[Trechos de dados de caixas delimitadoras]
-------
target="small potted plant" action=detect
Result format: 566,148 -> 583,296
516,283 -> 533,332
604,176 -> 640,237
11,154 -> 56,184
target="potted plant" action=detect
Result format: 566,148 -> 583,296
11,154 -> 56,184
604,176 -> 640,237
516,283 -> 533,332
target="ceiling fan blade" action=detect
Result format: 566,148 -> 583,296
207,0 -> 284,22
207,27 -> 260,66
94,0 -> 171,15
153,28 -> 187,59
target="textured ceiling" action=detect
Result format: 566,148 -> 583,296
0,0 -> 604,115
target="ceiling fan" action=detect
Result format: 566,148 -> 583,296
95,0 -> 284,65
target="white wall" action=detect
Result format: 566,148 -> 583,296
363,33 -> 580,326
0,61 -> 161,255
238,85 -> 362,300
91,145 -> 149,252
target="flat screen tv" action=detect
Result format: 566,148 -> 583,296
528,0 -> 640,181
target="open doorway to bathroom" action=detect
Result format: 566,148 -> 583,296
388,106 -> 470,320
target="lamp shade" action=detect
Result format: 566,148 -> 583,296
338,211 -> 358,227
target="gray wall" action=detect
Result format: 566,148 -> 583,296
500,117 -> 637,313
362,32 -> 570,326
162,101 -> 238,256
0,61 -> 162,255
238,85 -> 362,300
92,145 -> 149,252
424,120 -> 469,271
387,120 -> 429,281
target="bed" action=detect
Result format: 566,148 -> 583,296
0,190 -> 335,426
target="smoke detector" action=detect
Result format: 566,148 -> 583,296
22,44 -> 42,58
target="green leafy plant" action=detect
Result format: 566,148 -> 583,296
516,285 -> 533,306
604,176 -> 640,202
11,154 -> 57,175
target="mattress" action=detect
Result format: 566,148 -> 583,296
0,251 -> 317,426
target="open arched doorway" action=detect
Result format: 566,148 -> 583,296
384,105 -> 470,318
-------
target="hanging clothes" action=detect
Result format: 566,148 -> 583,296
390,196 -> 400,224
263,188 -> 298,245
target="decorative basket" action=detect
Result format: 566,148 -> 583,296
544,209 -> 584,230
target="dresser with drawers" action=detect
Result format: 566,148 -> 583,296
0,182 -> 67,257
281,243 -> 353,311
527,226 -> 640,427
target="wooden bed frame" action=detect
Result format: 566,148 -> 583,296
-------
OBJETIVO → Mostre todas as linhas do material acima em que aparece a palavra "potted".

RESULTADO →
target="small potted plant" action=detect
target="potted plant" action=detect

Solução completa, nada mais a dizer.